Prompt:
In every entry below, change "one pair per instance" to "one pair for each instance" and leave everything else as it is.

# # # #

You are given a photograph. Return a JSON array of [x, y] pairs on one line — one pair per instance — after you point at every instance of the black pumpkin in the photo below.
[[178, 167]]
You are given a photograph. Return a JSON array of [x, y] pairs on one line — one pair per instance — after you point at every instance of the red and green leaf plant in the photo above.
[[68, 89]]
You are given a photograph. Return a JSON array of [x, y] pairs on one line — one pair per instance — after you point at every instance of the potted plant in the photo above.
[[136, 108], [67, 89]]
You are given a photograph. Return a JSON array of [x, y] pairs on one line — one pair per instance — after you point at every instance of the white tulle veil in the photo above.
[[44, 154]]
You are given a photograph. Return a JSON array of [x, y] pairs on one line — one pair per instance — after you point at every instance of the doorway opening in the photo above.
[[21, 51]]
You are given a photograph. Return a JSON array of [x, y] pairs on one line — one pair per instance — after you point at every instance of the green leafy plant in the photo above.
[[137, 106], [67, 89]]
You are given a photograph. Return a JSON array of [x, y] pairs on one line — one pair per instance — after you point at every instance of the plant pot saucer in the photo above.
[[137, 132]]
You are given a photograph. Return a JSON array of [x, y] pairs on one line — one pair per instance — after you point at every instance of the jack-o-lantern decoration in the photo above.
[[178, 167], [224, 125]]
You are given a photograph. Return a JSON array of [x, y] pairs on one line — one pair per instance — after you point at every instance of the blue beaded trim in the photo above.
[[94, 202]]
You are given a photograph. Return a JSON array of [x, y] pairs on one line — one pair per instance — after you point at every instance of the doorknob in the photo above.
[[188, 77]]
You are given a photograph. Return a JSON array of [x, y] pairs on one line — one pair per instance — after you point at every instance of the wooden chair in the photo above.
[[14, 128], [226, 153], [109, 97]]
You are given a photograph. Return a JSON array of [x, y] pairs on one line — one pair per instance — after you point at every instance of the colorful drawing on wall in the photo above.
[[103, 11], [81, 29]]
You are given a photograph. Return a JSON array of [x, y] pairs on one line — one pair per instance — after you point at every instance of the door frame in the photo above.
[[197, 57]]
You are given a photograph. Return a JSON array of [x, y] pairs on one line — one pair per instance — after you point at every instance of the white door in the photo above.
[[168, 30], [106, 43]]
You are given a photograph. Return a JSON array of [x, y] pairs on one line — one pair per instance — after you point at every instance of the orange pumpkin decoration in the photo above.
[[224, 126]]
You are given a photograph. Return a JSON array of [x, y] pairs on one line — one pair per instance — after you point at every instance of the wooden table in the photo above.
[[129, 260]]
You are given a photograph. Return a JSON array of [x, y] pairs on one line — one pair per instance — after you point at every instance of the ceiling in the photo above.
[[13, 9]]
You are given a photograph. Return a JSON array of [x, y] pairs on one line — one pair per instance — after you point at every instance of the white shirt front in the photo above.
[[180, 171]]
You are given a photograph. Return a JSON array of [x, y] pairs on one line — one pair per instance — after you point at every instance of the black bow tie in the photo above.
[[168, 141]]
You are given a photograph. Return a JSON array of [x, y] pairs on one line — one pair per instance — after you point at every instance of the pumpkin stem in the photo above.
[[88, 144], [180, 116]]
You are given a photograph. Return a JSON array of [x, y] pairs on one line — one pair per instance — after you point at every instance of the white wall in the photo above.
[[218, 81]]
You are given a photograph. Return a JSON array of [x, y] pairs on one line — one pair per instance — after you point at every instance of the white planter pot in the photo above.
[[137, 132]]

# # # #

Full response:
You are given a photograph. Return a JSON array of [x, y] pairs on one line — one pair for each instance — after you point at every instance of the black pumpkin in the photo below.
[[178, 167]]
You are given a photograph. Return a JSON array of [x, y] pairs on one line — one pair for each instance — after you point at every instance of the red and green leaf plant in the photo above.
[[68, 89]]
You are given a photograph. Return a JSON array of [x, y] pairs on one line — one pair for each instance — after you point at every instance of the potted plant in the photo above.
[[136, 108], [67, 89]]
You are given a photograph. Return a JSON array of [x, y] pairs on one line — one pair for each instance — after you point at every instance of the white tulle veil in the photo above.
[[44, 154]]
You are given a photograph. Return a JSON array of [x, y] pairs on one line — one pair for each instance — after you point at every instance of the doorway opening in the photo above.
[[21, 51]]
You are given a photograph. Return a JSON array of [x, y] pairs on one line — one pair for each instance — after you point at every instance of the green leafy plant in the photo above.
[[137, 106], [67, 89]]
You are given a photograph. Return a JSON array of [x, y] pairs on one line — one pair for each instance — after you point at every instance of the plant pot saucer in the photo above.
[[137, 132]]
You are given a photograph. Return a JSON array of [x, y] pairs on one line — one pair for each instance — after you point at every instance of the jack-o-lantern decoration in the photo above.
[[178, 167], [224, 125]]
You are given a photograph. Return a JSON array of [x, y] pairs on one line — one pair for each instance — after you point at every instance of the blue beaded trim in the photo above.
[[94, 202]]
You are given a photograph. Return a JSON array of [x, y] pairs on one line — one pair for each instance — after you point at every instance of the doorknob in the photo above.
[[188, 77]]
You are given a photograph. Return a JSON array of [x, y] pairs on one line — one pair for each instance — after you point at every instance of the wooden chair in the photo above.
[[14, 128], [226, 153], [109, 97]]
You are given a photograph. Return a JSON array of [x, y] pairs on one line — one pair for each instance — after you point at every instance of the colorful drawing on wall in the photo above.
[[103, 11], [81, 29]]
You are given a photograph. Return a JSON array of [x, y] pairs on one line — one pair for each instance — after you point at every instance of the door frame in the photo above.
[[197, 57]]
You are given a photograph. Return a JSON array of [x, y] pairs on one line — one pair for each instance — after you point at every instance of the white door in the photo above.
[[168, 30], [106, 43]]
You are given a photograph. Return a JSON array of [x, y] pairs on one line — one pair for each instance — after you point at every instance of the orange pumpkin decoration in the photo above.
[[224, 126]]
You are given a photograph. Return a JSON array of [x, y] pairs on one line — one pair for each instance — after you point at every instance of the wooden table in the photo above.
[[129, 260]]
You are given a photograph. Return a JSON array of [x, y] pairs on one line — one pair for each instance — after you point at every instance of the ceiling in the photo above.
[[13, 9]]
You are given a photograph. Return a JSON array of [x, y] pairs on one line — one pair for each instance — after you point at every instance of the white shirt front in the photo above.
[[180, 171]]
You are given a photograph. Return a JSON array of [x, y] pairs on one line — one pair for each instance — after you point at every instance of the black bow tie in the photo above.
[[168, 141]]
You are given a photograph. Return a JSON array of [x, y] pairs on one line — one pair for each instance — after you point at every instance of the pumpkin stem in the photo above.
[[88, 144], [180, 116]]
You are given a photograph. Return a JSON array of [x, y] pairs on one line — one pair for each instance — after you point at every instance of the white wall in the photo above.
[[218, 81]]
You are given a photograph. Return a JSON array of [x, y] pairs on one line — one pair for each instance — after you point at every instance of the white planter pot in the photo above.
[[137, 132]]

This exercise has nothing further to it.